**СУТЬ ЗАДАНИЯ:**
Ответьте по тексту о прусских палатах на следующие вопросы.
(а) Во время чего палата господ имела возможность проявить себя политически выдающимся образом?
(б) Каким правом, помимо полноты исполнительной власти, обладает король согласно прусской конституции?
(в) Согласно какой статье для проведения бюджетного закона необходимо согласие короля?

----- ФРАГМЕНТ ТЕКСТА

Оглядываясь теперь на эти события, я думаю, что те трое или шестеро вождей, против которых я поднял консервативную фракцию, были по существу правы в своих разногласиях с королем. Первая палата была более приспособлена к разрешению задач, падающих на ее долю при конституционном строе, нежели нынешняя палата господ. Она пользовалась у населения престижем, какого палата господ до сих пор не сумела завоевать. Последняя имела возможность проявить себя политически выдающимся образом лишь во время конфликта, и, вступившись с бесстрашной преданностью за монархию, она показала в те дни, что вполне созрела для выполнения оборонительных задач верхней палаты. Можно предположить, что в критические для монархии моменты она проявит ту же отважную стойкость. Но я сомневаюсь, сумеет ли она оказать подобное же влияние, как первая палата, в смысле предупреждения подобных кризисов в мирные, на первый взгляд, времена. Когда верхняя палата становится в глазах общественного мнения органом правительственной или даже королевской политики, это свидетельствует о дефекте в конституции. Согласно прусской конституции, король со своим правительством сам по себе имеет такую же долю участия в законодательстве, как каждая из обеих палат; он не только обладает правом абсолютного вето, но и полнотой исполнительной власти, в силу чего законодательная инициатива фактически, а проведение законов также и юридически принадлежит короне. Королевская власть, сознающая свою силу и имеющая мужество применять ее, достаточно могущественна и в конституционной монархии, чтобы не нуждаться в качестве опоры в послушной палате господ. Если бы во время конфликта палата господ и присоединилась к постановлению палаты депутатов по представленному бюджету, то все же для проведения бюджетного закона, согласно статье 99, было бы необходимо согласие третьего фактора – короля, без чего бюджет не приобретает силы закона. А по моему убеждению, король Вильгельм не дал бы своего согласия даже в том случае, если бы палата господ согласилась в своих постановлениях с палатой депутатов. Не думаю, чтобы «первая палата» поступила так; напротив, я предполагаю, что ее дебаты, более деловитые и спокойные, подействовали бы гораздо раньше, умерили бы пыл палаты депутатов и отчасти воспрепятствовали бы крайностям последней. Палата господ не имела того же веса в общественном мнении; в ней склонны были видеть дублера правительственной власти и параллельную форму выражения королевской воли.

----------
----- СТРОКИ ДАННЫХ

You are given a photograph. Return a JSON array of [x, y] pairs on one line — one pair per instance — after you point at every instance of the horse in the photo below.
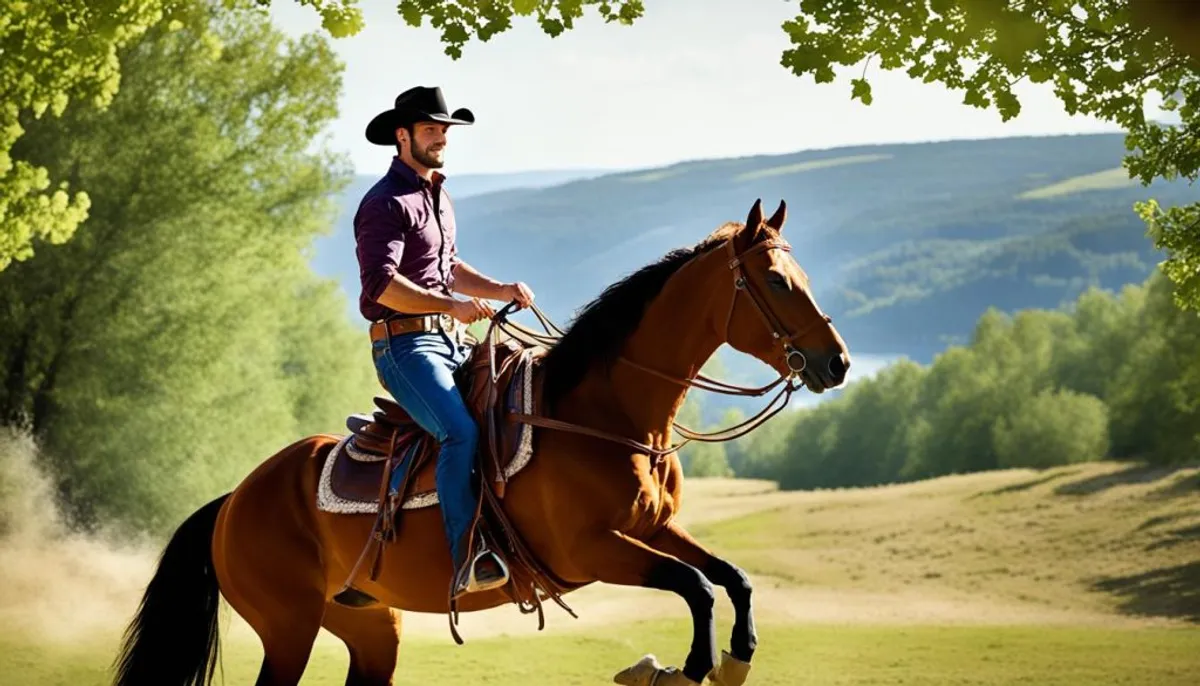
[[597, 501]]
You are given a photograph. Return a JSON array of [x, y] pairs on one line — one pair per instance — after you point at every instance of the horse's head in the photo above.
[[773, 314]]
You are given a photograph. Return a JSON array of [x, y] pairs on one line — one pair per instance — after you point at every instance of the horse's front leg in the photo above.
[[675, 540], [617, 559]]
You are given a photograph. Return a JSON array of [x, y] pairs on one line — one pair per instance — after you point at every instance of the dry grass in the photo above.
[[1089, 543]]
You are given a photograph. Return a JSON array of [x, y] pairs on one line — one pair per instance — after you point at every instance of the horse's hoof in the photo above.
[[731, 672], [647, 672], [640, 674]]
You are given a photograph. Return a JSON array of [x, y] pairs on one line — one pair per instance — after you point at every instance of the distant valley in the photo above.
[[906, 245]]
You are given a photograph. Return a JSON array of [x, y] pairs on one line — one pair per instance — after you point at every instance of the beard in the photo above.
[[426, 158]]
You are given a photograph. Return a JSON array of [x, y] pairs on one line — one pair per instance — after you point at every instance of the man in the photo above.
[[411, 272]]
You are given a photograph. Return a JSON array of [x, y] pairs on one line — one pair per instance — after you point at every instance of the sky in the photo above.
[[690, 79]]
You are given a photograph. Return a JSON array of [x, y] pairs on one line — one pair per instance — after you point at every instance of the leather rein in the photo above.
[[795, 359]]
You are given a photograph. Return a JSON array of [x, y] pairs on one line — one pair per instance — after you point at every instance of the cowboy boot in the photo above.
[[484, 572], [647, 672], [731, 671]]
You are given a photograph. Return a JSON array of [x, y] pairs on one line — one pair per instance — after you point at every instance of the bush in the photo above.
[[1054, 427]]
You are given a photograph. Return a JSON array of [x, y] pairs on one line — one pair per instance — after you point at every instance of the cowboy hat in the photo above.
[[419, 103]]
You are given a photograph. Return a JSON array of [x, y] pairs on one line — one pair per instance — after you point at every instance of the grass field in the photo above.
[[1087, 575]]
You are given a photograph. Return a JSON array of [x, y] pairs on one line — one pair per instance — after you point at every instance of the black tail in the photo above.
[[174, 637]]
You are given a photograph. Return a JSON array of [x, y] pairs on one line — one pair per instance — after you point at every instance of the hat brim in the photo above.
[[382, 128]]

----------

**ОТВЕТ:**
(а) Лишь во время конфликта.
(б) Правом абсолютного вето.
(в) Согласно статье 99.